**WRITTEN INSTRUCTION**: Return, character for character, the lines from the one bearing "of the yellow" through the end of the material. Omit everything before that line.
#### RECORDS FOR PROCESSING
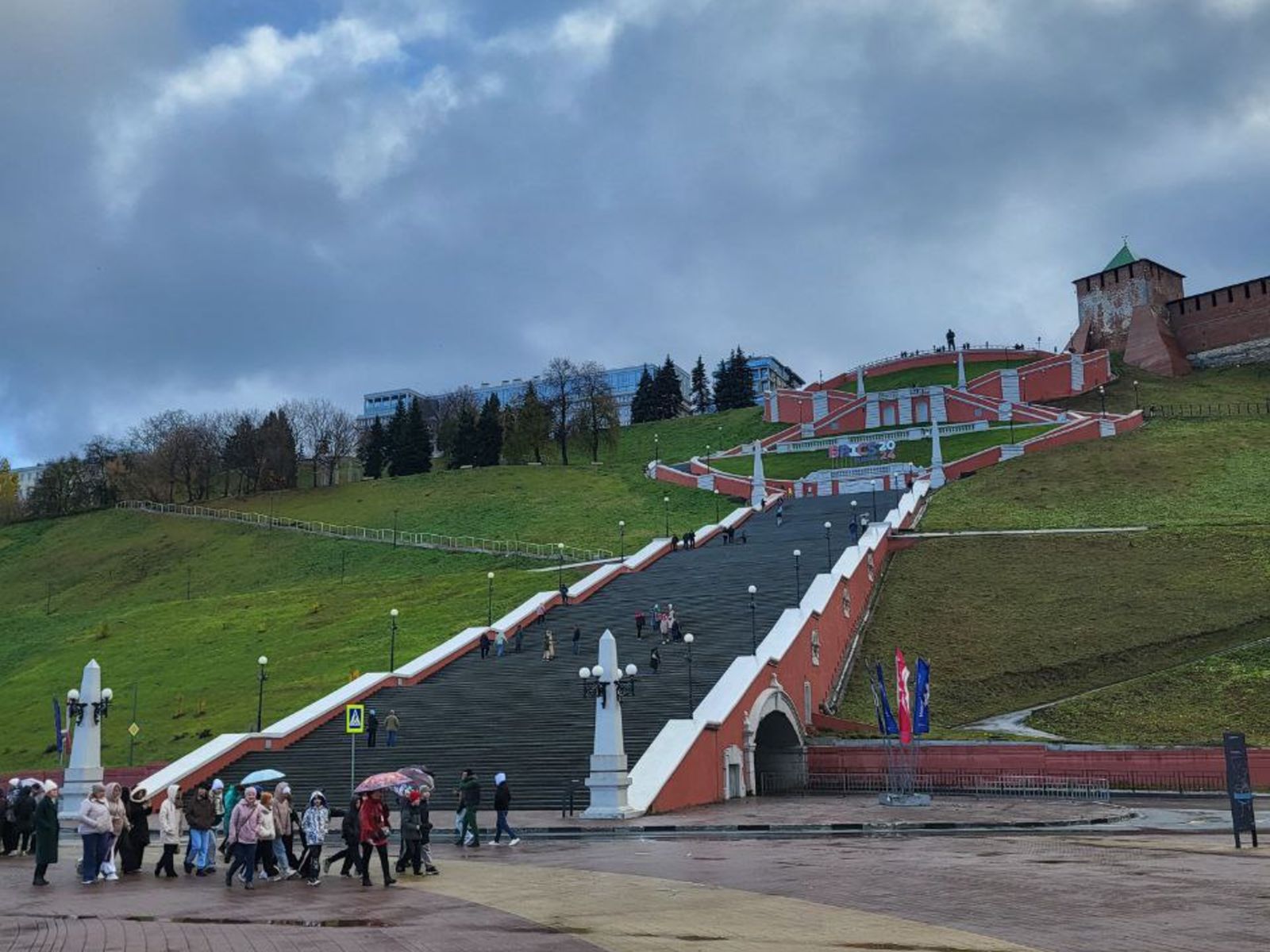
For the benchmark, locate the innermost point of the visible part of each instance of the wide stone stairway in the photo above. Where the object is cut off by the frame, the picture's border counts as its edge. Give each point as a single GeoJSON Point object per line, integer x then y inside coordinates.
{"type": "Point", "coordinates": [529, 717]}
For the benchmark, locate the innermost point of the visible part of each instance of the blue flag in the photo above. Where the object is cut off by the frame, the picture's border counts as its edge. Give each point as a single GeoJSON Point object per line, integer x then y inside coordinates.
{"type": "Point", "coordinates": [57, 724]}
{"type": "Point", "coordinates": [889, 725]}
{"type": "Point", "coordinates": [922, 712]}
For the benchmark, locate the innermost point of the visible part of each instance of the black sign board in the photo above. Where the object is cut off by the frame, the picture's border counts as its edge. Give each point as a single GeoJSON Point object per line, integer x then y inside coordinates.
{"type": "Point", "coordinates": [1238, 785]}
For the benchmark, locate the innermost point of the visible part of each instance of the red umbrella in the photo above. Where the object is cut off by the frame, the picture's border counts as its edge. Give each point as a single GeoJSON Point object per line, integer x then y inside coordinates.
{"type": "Point", "coordinates": [383, 781]}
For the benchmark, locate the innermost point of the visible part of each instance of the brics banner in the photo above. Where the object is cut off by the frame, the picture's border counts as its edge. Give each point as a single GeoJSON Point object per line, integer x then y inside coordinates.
{"type": "Point", "coordinates": [864, 450]}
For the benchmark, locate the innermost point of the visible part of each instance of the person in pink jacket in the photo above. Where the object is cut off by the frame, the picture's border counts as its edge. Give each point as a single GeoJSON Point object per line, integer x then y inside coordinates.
{"type": "Point", "coordinates": [244, 829]}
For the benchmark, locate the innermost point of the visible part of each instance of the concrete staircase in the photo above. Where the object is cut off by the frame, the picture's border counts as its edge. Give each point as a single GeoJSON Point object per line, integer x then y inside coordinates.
{"type": "Point", "coordinates": [529, 717]}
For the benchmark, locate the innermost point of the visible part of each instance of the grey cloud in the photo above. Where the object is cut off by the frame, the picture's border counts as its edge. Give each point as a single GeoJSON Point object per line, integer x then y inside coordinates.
{"type": "Point", "coordinates": [826, 182]}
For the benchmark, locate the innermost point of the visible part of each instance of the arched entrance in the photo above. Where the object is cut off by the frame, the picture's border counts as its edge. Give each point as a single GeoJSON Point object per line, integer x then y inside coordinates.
{"type": "Point", "coordinates": [779, 763]}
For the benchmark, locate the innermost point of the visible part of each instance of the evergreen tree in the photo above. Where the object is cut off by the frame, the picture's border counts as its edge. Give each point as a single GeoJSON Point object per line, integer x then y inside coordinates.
{"type": "Point", "coordinates": [743, 380]}
{"type": "Point", "coordinates": [372, 448]}
{"type": "Point", "coordinates": [700, 387]}
{"type": "Point", "coordinates": [413, 455]}
{"type": "Point", "coordinates": [397, 441]}
{"type": "Point", "coordinates": [645, 403]}
{"type": "Point", "coordinates": [667, 391]}
{"type": "Point", "coordinates": [489, 433]}
{"type": "Point", "coordinates": [529, 427]}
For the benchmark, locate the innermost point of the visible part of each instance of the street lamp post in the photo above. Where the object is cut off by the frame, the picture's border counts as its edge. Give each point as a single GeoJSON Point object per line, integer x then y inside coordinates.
{"type": "Point", "coordinates": [689, 640]}
{"type": "Point", "coordinates": [260, 698]}
{"type": "Point", "coordinates": [753, 630]}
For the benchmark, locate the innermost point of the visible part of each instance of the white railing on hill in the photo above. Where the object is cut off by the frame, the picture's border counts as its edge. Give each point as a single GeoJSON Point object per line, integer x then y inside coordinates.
{"type": "Point", "coordinates": [361, 533]}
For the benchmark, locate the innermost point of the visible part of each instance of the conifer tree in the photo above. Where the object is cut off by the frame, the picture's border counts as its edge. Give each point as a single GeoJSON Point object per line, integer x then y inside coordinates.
{"type": "Point", "coordinates": [489, 433]}
{"type": "Point", "coordinates": [395, 444]}
{"type": "Point", "coordinates": [700, 387]}
{"type": "Point", "coordinates": [372, 450]}
{"type": "Point", "coordinates": [643, 404]}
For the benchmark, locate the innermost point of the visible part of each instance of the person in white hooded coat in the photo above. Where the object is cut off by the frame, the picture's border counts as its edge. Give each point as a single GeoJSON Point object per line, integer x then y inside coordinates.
{"type": "Point", "coordinates": [171, 823]}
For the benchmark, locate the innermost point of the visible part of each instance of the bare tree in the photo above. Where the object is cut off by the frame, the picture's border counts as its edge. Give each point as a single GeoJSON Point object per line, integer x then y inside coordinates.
{"type": "Point", "coordinates": [596, 416]}
{"type": "Point", "coordinates": [558, 393]}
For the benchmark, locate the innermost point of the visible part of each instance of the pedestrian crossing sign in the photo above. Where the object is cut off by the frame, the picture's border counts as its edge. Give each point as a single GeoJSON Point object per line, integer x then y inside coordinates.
{"type": "Point", "coordinates": [355, 719]}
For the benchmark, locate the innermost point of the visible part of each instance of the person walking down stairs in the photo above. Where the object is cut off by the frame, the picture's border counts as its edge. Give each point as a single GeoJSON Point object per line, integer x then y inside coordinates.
{"type": "Point", "coordinates": [46, 831]}
{"type": "Point", "coordinates": [502, 804]}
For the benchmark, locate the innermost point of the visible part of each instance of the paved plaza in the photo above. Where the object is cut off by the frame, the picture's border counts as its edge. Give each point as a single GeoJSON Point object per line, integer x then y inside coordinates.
{"type": "Point", "coordinates": [1108, 889]}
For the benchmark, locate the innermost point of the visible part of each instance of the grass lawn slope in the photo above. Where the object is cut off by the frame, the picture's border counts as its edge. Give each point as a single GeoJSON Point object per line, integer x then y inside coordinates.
{"type": "Point", "coordinates": [1187, 704]}
{"type": "Point", "coordinates": [114, 583]}
{"type": "Point", "coordinates": [1015, 622]}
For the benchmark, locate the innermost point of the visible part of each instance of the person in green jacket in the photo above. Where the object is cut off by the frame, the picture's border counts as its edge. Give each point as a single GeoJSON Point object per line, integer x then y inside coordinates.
{"type": "Point", "coordinates": [46, 831]}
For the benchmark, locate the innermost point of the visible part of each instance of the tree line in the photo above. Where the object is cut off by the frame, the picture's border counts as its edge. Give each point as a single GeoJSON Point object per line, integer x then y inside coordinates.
{"type": "Point", "coordinates": [175, 456]}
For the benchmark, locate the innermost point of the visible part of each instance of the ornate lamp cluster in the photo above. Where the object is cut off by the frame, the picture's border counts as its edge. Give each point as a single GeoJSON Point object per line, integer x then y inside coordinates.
{"type": "Point", "coordinates": [594, 682]}
{"type": "Point", "coordinates": [75, 708]}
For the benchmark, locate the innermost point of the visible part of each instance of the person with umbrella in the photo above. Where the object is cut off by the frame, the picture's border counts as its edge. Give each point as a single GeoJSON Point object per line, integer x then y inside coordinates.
{"type": "Point", "coordinates": [375, 835]}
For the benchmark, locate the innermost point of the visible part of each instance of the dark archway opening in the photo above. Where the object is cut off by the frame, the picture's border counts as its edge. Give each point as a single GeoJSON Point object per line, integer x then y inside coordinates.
{"type": "Point", "coordinates": [780, 761]}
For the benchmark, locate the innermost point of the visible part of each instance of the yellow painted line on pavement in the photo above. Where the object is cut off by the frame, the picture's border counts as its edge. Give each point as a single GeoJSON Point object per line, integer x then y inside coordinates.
{"type": "Point", "coordinates": [625, 913]}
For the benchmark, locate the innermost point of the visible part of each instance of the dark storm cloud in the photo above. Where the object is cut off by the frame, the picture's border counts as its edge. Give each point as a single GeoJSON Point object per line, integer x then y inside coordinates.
{"type": "Point", "coordinates": [287, 200]}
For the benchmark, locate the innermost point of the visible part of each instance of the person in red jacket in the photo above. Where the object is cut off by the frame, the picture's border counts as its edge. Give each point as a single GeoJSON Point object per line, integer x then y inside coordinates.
{"type": "Point", "coordinates": [375, 835]}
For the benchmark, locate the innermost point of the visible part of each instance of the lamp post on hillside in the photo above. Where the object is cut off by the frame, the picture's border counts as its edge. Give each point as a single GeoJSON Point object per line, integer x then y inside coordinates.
{"type": "Point", "coordinates": [689, 640]}
{"type": "Point", "coordinates": [260, 698]}
{"type": "Point", "coordinates": [753, 630]}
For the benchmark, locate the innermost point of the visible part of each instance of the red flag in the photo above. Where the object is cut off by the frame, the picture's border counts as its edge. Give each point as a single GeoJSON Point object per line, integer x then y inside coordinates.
{"type": "Point", "coordinates": [906, 711]}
########
**RESULT OF THE TASK**:
For the benchmark, locate the innermost point of the visible part of each instance of the yellow painted line on pavement in the photo above. Where the object is cut off by the frame, the picture's border counts as its edge. Give each point as a single GeoJSON Point object per line, integer x then y inside coordinates.
{"type": "Point", "coordinates": [625, 913]}
For the benchmark, locate the innermost point of the visible part of each instance of the dark storm cloud in the photo above. Where the object is cut off by the frame, the picture's border counts as its edge. Give each point as a single GeoJSON Point object per line, integer x then y inside coordinates.
{"type": "Point", "coordinates": [287, 200]}
For the benchmark, locate the innermost point of the visible part of each instance of the person in red jacket in the photo above. Where the object is cut off by the frame, the picture's border counts as its edge. Give each point as a single GeoJSON Point object per line, integer x then y inside coordinates.
{"type": "Point", "coordinates": [375, 835]}
For the benchmark, locate the innermost point of the visible part of each instance of the lamp post on hillside in the photo above. Where the object is cut off by the frame, the picture's border counts as its edge. Give each point as a single GeoJSON Point object per line, integer x then y inside coordinates.
{"type": "Point", "coordinates": [689, 640]}
{"type": "Point", "coordinates": [260, 698]}
{"type": "Point", "coordinates": [753, 630]}
For the benchmark, locate the innermost point of the visible part of each instance of the red flag in the photo above. Where the object is cut off by the frame, the picture's border counts as its edge. Give each point as a single GeoJSON Point object per line, integer x then y inside coordinates.
{"type": "Point", "coordinates": [906, 711]}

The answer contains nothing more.